* YOUR ASSIGNMENT: Your response should be every line of the data, written out exactly.

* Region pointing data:
---+---

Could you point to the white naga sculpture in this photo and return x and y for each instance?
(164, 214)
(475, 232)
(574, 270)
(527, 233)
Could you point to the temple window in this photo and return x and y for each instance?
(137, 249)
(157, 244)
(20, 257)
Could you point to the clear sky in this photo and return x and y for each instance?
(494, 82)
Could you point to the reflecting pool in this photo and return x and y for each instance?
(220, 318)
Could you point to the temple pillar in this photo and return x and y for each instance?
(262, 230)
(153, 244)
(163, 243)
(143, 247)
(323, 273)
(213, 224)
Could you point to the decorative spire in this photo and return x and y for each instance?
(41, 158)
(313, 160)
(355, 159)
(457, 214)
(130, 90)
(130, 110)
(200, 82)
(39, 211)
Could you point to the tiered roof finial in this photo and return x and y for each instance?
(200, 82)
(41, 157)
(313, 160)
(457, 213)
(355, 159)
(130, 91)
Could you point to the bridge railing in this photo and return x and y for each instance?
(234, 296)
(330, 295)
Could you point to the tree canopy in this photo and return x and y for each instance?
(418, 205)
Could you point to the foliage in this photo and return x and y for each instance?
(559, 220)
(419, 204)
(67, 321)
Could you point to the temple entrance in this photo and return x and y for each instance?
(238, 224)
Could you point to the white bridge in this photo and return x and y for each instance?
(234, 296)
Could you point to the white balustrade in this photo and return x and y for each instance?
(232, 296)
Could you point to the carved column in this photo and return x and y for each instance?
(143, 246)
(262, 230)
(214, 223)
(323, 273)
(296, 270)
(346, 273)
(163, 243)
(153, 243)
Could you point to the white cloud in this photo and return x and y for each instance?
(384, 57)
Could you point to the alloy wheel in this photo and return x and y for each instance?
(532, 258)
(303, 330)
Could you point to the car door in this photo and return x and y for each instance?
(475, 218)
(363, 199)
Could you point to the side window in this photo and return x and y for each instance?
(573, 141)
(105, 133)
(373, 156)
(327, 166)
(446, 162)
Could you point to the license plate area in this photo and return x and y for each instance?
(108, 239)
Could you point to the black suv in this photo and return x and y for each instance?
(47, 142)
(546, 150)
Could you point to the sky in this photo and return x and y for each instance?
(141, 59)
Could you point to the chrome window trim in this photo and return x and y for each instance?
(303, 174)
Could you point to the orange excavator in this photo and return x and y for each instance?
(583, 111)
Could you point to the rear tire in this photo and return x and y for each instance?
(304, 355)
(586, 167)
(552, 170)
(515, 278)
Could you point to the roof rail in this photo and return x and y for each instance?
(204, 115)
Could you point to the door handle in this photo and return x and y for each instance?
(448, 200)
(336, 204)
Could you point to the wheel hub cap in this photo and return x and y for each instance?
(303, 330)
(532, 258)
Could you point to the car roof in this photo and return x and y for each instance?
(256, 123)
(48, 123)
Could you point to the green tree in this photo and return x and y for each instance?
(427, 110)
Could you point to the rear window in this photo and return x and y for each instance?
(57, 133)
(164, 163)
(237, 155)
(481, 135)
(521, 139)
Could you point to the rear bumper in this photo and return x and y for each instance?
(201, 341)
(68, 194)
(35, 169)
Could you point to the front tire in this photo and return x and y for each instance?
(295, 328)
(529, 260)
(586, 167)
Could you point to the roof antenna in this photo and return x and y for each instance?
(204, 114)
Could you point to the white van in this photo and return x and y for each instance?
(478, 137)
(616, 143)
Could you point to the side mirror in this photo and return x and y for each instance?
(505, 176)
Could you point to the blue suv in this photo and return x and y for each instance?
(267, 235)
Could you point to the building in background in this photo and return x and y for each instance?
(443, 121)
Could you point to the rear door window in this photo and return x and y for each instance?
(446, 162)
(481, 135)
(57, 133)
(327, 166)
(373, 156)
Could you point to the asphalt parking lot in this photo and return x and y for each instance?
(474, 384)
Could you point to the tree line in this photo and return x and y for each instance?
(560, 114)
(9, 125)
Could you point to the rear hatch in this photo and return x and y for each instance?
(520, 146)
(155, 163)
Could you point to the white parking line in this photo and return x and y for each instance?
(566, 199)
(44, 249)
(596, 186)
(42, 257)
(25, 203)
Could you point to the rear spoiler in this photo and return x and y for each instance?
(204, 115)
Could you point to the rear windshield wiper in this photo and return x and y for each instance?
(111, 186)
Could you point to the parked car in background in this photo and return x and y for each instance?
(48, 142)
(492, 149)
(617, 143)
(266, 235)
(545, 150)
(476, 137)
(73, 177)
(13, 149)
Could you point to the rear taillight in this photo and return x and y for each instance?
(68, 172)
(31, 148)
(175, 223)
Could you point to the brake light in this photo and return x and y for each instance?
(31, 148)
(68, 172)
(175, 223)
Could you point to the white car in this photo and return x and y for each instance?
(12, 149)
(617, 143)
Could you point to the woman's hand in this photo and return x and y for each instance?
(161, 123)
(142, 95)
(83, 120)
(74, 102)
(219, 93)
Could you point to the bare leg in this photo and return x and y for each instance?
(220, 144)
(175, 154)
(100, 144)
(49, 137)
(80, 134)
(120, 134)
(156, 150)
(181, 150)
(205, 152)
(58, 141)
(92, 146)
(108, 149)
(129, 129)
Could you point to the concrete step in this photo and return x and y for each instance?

---+---

* SOLUTION BELOW:
Could you point to the white naga sculpture in this photo and return x and y for each instance?
(164, 214)
(475, 232)
(574, 270)
(527, 233)
Could you point to the temple window in this photo and return x and y for each instance?
(137, 249)
(157, 244)
(20, 257)
Could you point to the clear sky in this photo and return x and y for each instance?
(494, 82)
Could you point to the reflecting pool in this photo and return x and y for each instance?
(220, 318)
Could you point to the temple pillar in this photo and return x and y for each instance?
(262, 230)
(153, 244)
(163, 243)
(143, 247)
(323, 273)
(213, 224)
Could you point to the decorative spire in this photo and return x and y for each instance?
(41, 158)
(313, 160)
(355, 159)
(457, 214)
(130, 90)
(130, 110)
(200, 82)
(39, 211)
Could you point to the tiered roof finial in this photo and return x and y for each instance?
(200, 82)
(41, 157)
(313, 160)
(457, 213)
(355, 159)
(130, 91)
Could you point to the bridge railing in this photo and return x and y for each instance?
(234, 296)
(330, 295)
Could you point to the tree canopy in this photo and return x and y for each instance?
(418, 205)
Could you point to the foliage in this photo and return x and y for each instance?
(559, 220)
(419, 204)
(67, 321)
Could you point to the temple entrance in this photo and return x and y for each instance?
(238, 224)
Could you point to the white bridge in this photo and return x and y for each instance?
(234, 296)
Could you point to the white balustrade in this photo and return x and y for each instance?
(232, 296)
Could you point to the carved column in this photo and return x and y for each instance?
(143, 246)
(262, 230)
(214, 223)
(323, 273)
(296, 270)
(346, 273)
(163, 243)
(153, 243)
Could you point to the white cloud in this photo and return x and y for each instance?
(384, 57)
Could you point to the alloy wheel in this photo and return x and y for each instance?
(532, 258)
(303, 330)
Could you point to the car door in this photo and return x and y for each instance?
(475, 218)
(363, 199)
Could you point to the side window in this photo and return x and y for each instance?
(573, 141)
(105, 133)
(373, 156)
(327, 166)
(446, 162)
Could you point to the license plate area in this photo and return x and y for each instance?
(108, 239)
Could you point to the black suv in this photo and return x and y for each instance?
(47, 142)
(546, 150)
Could you point to the sky in this photo and return x and y for each instance?
(141, 59)
Could you point to the chrome window trim in this photo and return x and y for each instance?
(303, 174)
Could you point to the orange excavator in this photo and return x and y for each instance?
(583, 111)
Could you point to the rear tire in this photo and return x and y for each instance?
(304, 355)
(586, 167)
(552, 170)
(515, 278)
Could you point to the roof rail in this photo and return x and y for each instance?
(204, 115)
Could you point to the door handle in this photo and return x and y for each instance?
(448, 200)
(336, 204)
Could you point to the wheel hub cap in this photo and return x and y for each instance?
(303, 330)
(532, 258)
Could you point to the car roof in this photo and return x and y for each instance?
(256, 123)
(48, 123)
Could you point to the green tree in this photo and return x and y for each instance?
(427, 110)
Could you point to the rear window in this photo and return x and y for each instance?
(57, 133)
(164, 163)
(237, 155)
(481, 135)
(521, 139)
Could you point to the rear bumper in this photo and return x and y for each instance?
(201, 341)
(68, 194)
(35, 169)
Could you point to the front tire in this photo and return x and y for each instance?
(295, 328)
(529, 260)
(586, 167)
Could you point to the roof antenna in this photo and return x and y for each instance?
(204, 114)
Could you point to the white van in this photo and return x and y for each instance?
(478, 137)
(616, 143)
Could you point to the side mirror in this photo and return x and y for each instance?
(505, 176)
Could you point to the blue suv in this photo and return x and y for each instance?
(267, 235)
Could you point to the building in background in this photo and return x and y for each instance?
(443, 121)
Could you point to the rear door window in this photo and return x and y for each instance?
(446, 162)
(481, 135)
(57, 133)
(327, 166)
(373, 156)
Could you point to the asphalt parking lot in this photo and return x and y for each instance?
(474, 384)
Could you point to the tree line in this photo and return x and y for each instance?
(560, 114)
(9, 125)
Could you point to the rear hatch in this photo and return x and y for each instance?
(520, 146)
(155, 163)
Could you point to the white parking line in this photo and return x and y for each instance?
(566, 199)
(44, 249)
(596, 186)
(42, 257)
(25, 203)
Could you point to the rear spoiler in this photo and return x and y for each instance?
(204, 115)
Could you point to the rear windshield wiper in this photo and return x and y for each instance?
(111, 186)
Could you point to the parked car in background in this photo and return x and y for each instance?
(48, 142)
(492, 149)
(617, 143)
(266, 235)
(545, 150)
(476, 137)
(73, 177)
(13, 149)
Could you point to the rear taillight in this photo and return x and y for each instance?
(68, 172)
(31, 148)
(175, 223)
Could you point to the brake light in this photo and return x and y for each instance?
(31, 148)
(68, 172)
(175, 223)
Could you point to the white car in this photo and return x and y for each instance?
(12, 149)
(617, 143)
Could you point to the woman's hand in this photo and return x and y for each instance?
(161, 123)
(142, 95)
(83, 120)
(74, 102)
(219, 93)
Could you point to the bare leg in this photo and return x and y for each instance?
(220, 144)
(175, 154)
(100, 144)
(49, 137)
(80, 134)
(120, 134)
(156, 150)
(181, 150)
(205, 152)
(58, 141)
(92, 146)
(108, 149)
(129, 129)
Could you point to the concrete step in this photo and return x and y for each instance?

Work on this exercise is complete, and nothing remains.